• Polecenie A
Na podstawie zestawienia filmów na lata 2016-19 odpowiedz krótko:
(i) Kto napisał scenariusz kontynuacji komedii Bena Stillera?
(ii) Co obrali za cel terroryści w kontynuacji z Gerardem Butlerem?
(iii) Kto wcieli się w Wonder Woman?
• Polecenie B
Podejmij zestawienie filmów na lata 2016-19 i dopisz dalszy ciąg, zaczynając po jego ostatnim zdaniu.

• Tekst źródłowy
|---|
Oto zestawienie najciekawszych filmów zaplanowanych na lata 2016-19, które - przynajmniej w założeniu - mają stanowić jakąś część większej całości: sequel, spin off albo inny mały klocek w większym kinowym uniwersum...
Jedni zapytają: "a co to był Zoolander 1?", inni pisną z ekscytacji. Po 15 latach doczekaliśmy się kontynuacji kultowej komedii Bena Stillera (ze scenariuszem Justina Theroux, aktora znanego m.in. z filmów Davida Lyncha i serialu "Pozostawieni").
Stiller ponownie wcieli się w rolę niewiarygodnie głupiego króla wybiegów, który wmieszany zostanie w kryminalną intrygę. Znowu możemy spodziewać się dziesiątek gościnnych występów wszelkiej maści gwiazd. Czy będzie równie absurdalnie i zabawnie co w pierwszej części? Oby! Już trenuję "zimną stal"!
Kontynuacja jednej z najprzyjemniejszych, najbardziej oldschoolowych kinowych rozwałek od czasu "Szklanej pułapki". Wcześniej Gerard Butler ugasił pożar w Białym Domu, tym razem terroryści obrali za cel uroczystości związane z pogrzebem szefa brytyjskiego rządu.
Jeśli druga część odniesie sukces, możemy się spodziewać, że jeszcze wiele światowych stolic stanie w ogniu. Jeśli nie, przygody Mike'a Banninga zakończą się na pierwszym starciu w Europie. W obsadzie również: Aaron Eckhart i Morgan Freeman. Trzymajmy kciuki!
Staram się nie psuć sobie seansów zwiastunami, ale w tym przypadku trudno ich unikać. Chociaż podobał mi się "Człowiek ze stali" i uwielbiam Batmana (oraz Gal Gadot, która wcieli się w Wonder Woman), to nie wiem jak bardzo trzeba by zaklinać rzeczywistość, aby najnowszego trailera "Świtu sprawiedliwości" nie nazwać niewiarygodnie kiczowatym i rozczarowującym.
|---|
• Segment danych

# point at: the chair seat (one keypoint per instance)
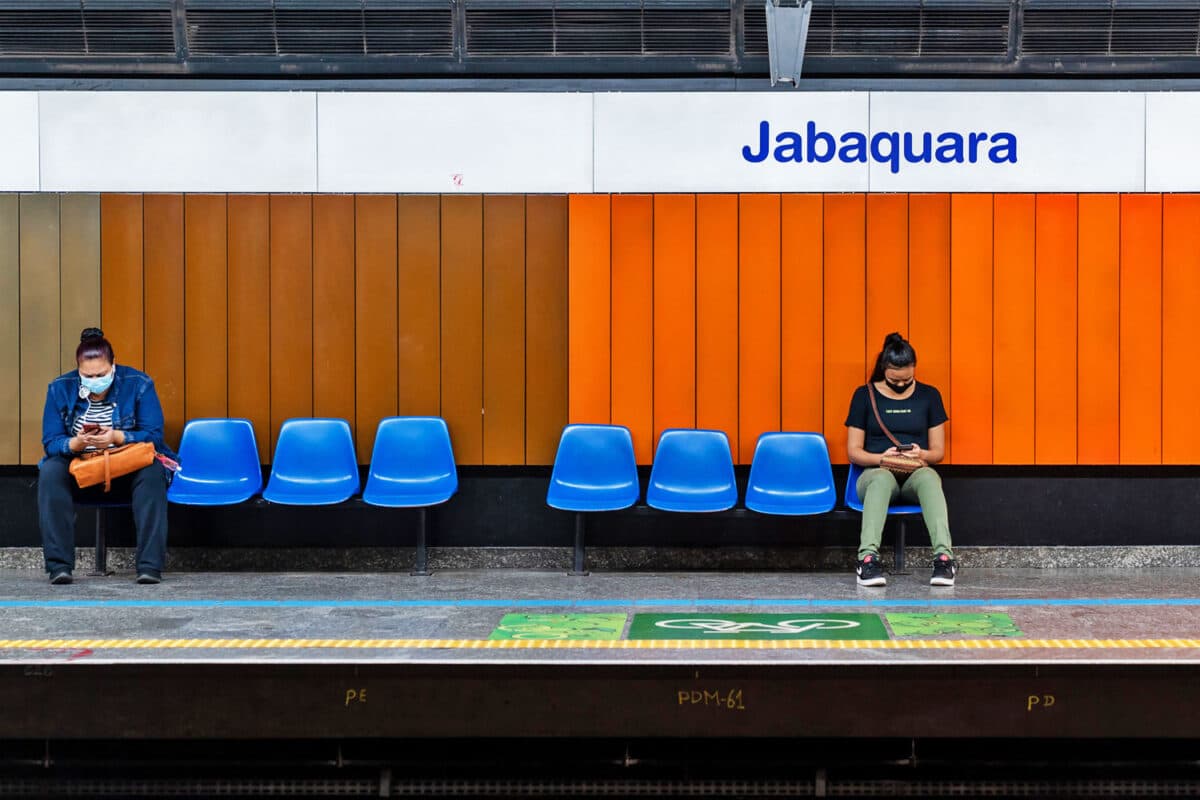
|---|
• Wynik A
(i) Justin Theroux.
(ii) Uroczystości związane z pogrzebem szefa brytyjskiego rządu.
(iii) Gal Gadot.

• Wynik B
Kto wie, może jednak okaże się, że Jesse Eisenberg (Lex Luthor) nie gra po raz kolejny w identyczny sposób, a Ben Affleck udowodni wszystkim niedowiarkom, jaki świetny z niego Człowiek-Nietoperz. Wypada czekać i liczyć na to, że Zack Snyder nie zawiedzie.
Czy ktoś pamięta jeszcze "Królewnę Śnieżkę i Łowcę", przygodowy film fantasy z 2012 r.? Nie obrażał szczególnie inteligencji widzów, ale zapominało się o nim najpóźniej w momencie wyjścia z kina. Planowano całą trylogię, ale realizację serii wstrzymał skandal obyczajowy - reżyser Rupert Sanders zdradzał na planie żonę z gwiazdą produkcji, Kristen Stewart.
Po czterech latach wracamy do tematu - z innymi twórcami i bez Śnieżki. Historia może nieco kłócić się z wydarzeniami z poprzedniej części, ale mniejsza o fabułę - zdrową ekscytację wzbudziło listopadowe ogłoszenie obsady. Poza powracającymi Łowcą (Chris Hemsworth) i Królową (Charlize Theron), zobaczymy Emily Blunt i Jessikę Chastain! Choćby scenariusz miał okazać się pisany z przepaską na oczach, jak tu się nie ekscytować?
Kolejny odcinek niekończącego się tasiemca Marvela. Po słabszych "Avengers: czasie Ultrona", można liczyć na to, że seria wróci do formy. Zwłaszcza że powoli wkraczamy w niezwykle ważną fazę opowieści, w której superbohaterowie podzielą się politycznie oraz światopoglądowo i zwrócą się przeciwko sobie.
Fani czekają też m.in. na pierwsze pojawienie się nowego Spider-Mana, w którego wcieli się Tom Holland ("Niemożliwe"). Jeśli dzielimy się już na drużyny, z miejsca rekrutujcie mnie do ekipy Iron Mana. Kapitan Ameryka to jednak trochę sztywniak.
Czy ktoś zamawiał piątą część "Ekipy lodowcowej"? Nie jest to pytanie bezzasadne: jakkolwiek pierwsza odsłona serii była - m.in. obok "Shreka" - jednym z filmów, które położyły podwaliny pod nowożytny styl produkcji animowanych komedii dla całej rodziny, to trzecia część była już wyraźnie gorsza, a o istnieniu czwartej większość społeczeństwa pewnie nawet nie ma pojęcia.
Czy jest sens sprowadzać na sympatycznych bohaterów katastrofę z kosmosu w "Epoce lodowcowej 5"? Wypada wierzyć, że twórcy mają sensowny pomysł i wiedzą, co robią. Zresztą, kto nie miałby ochoty na jeszcze jedno spotkanie ze Scratem, niech pierwszy rzuci żołądź.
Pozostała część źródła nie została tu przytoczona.